> **THE REQUEST**
Below are some entries. Output each one exactly as it appears.

[Dataset entries]

>>

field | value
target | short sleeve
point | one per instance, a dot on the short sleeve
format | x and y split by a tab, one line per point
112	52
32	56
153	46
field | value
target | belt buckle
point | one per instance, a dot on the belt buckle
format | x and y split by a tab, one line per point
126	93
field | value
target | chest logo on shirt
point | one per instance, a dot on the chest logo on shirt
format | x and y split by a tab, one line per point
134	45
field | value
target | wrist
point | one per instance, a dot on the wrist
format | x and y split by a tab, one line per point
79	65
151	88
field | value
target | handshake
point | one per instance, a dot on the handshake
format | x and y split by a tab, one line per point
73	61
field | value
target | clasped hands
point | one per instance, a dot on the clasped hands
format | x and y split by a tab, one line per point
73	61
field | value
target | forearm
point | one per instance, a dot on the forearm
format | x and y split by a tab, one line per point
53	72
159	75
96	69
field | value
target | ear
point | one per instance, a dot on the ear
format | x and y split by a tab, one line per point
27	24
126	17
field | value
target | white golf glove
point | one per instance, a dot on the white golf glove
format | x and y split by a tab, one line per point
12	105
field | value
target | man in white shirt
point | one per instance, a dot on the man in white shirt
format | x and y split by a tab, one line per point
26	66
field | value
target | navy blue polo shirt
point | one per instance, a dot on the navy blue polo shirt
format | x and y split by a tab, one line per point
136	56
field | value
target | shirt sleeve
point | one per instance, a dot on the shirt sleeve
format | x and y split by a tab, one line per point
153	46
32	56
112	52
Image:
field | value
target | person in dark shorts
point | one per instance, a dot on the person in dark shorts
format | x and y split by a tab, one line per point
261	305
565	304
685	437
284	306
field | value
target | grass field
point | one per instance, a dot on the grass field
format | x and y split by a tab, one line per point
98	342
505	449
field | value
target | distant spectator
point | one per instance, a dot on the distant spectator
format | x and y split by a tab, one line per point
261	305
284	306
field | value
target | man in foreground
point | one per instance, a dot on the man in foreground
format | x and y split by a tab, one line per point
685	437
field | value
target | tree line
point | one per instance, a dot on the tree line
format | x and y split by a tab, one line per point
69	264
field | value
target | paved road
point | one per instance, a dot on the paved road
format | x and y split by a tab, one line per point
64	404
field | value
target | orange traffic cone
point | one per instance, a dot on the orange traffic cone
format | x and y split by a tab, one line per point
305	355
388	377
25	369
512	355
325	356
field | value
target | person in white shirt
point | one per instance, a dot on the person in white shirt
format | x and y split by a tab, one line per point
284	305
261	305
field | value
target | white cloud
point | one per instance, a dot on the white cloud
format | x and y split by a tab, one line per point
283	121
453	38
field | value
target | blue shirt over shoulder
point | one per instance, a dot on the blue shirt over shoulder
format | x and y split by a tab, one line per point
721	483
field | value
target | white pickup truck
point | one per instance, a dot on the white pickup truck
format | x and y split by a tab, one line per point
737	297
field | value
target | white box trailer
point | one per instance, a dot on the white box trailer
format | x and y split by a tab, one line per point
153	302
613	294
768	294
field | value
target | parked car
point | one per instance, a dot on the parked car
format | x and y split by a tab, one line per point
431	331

<<

> **EXPECTED OUTPUT**
field | value
target | short sleeve
point | one per instance, a dot on the short sleeve
format | x and y split by a tab, one line per point
112	52
32	56
153	46
field | value
target | belt buckle
point | one per instance, a dot on the belt buckle
format | x and y split by a tab, one line per point
126	93
field | value
target | chest logo on shirt
point | one per instance, a dot on the chest logo on shirt
format | x and y split by a tab, one line per point
134	45
field | value
target | wrist
point | one per instance, a dot on the wrist
format | x and y split by a tab, one line per point
79	65
151	88
field | value
target | handshake
point | one per instance, a dot on the handshake
format | x and y split by a tab, one line per point
73	61
field | value
target | clasped hands
point | one per instance, a dot on the clasped hands
format | x and y split by a tab, one line per point
73	61
field | value
target | forearm
point | one per instance, a dot on the forearm
format | x and y split by a tab, one line per point
53	72
159	75
96	69
field | value
target | ear
point | one per instance, a dot on the ear
format | x and y split by a tab, one line per point
27	24
126	17
field | value
target | white golf glove
point | one per instance, a dot on the white golf glove
format | x and y split by a tab, one line per point
12	105
field | value
target | man in white shirt
point | one per instance, a dot on the man in white shirt
format | x and y split by a tab, one line per point
26	66
field | value
target | navy blue polo shirt
point | one per instance, a dot on the navy blue polo shirt
format | x and y split by a tab, one line per point
136	56
field | value
target | shirt sleeve
point | one per instance, a dot on the shirt sleeve
format | x and y split by a tab, one line per point
153	46
32	56
112	52
Image:
field | value
target | person in dark shorts
point | one per instance, a dot on the person in dark shorts
format | x and y split by a tab, one line per point
261	305
565	304
685	437
284	306
field | value
target | grass field
point | one per instance, a dot on the grass field
format | x and y split by a tab, one line per point
98	342
505	449
field | value
target | distant spectator
point | one per instance, a dot on the distant spectator
format | x and y split by a tab, one line per point
261	305
284	306
field | value
target | man in foreground
point | one per instance, a dot on the man in foreground
format | x and y split by a tab, one line per point
685	437
field | value
target | tree line
point | one per instance, a dot on the tree line
format | x and y split by a tab, one line per point
69	264
field | value
target | paved road
point | one per instance, a dot on the paved road
format | x and y split by a tab, one line per point
64	404
field | value
target | orange traffic cone
point | one per instance, a dot on the orange traffic cone
format | x and y split by a tab, one line per point
305	355
388	377
25	369
512	355
325	356
field | value
target | person in white shirt
point | one per instance, a dot on the person in white shirt
format | x and y split by a tab, one line per point
284	305
261	305
field | value
target | white cloud
point | one per instance, a dot on the white cloud
format | x and y split by a tab, one line per point
283	121
453	38
field | value
target | blue shirt over shoulder
point | one per instance, a dot on the blue shirt over shoulder
format | x and y split by a tab, one line per point
721	483
field | value
target | white pickup truck
point | one per instance, a dot on the white pickup truck
format | x and y split by a tab, one line per point
737	297
field | value
target | white box trailer
point | one per instance, a dot on the white box trailer
format | x and y split by a tab, one line per point
153	302
613	294
768	294
field | value
target | parked car
point | one per instance, a dot on the parked car
format | x and y split by a tab, one line per point
431	331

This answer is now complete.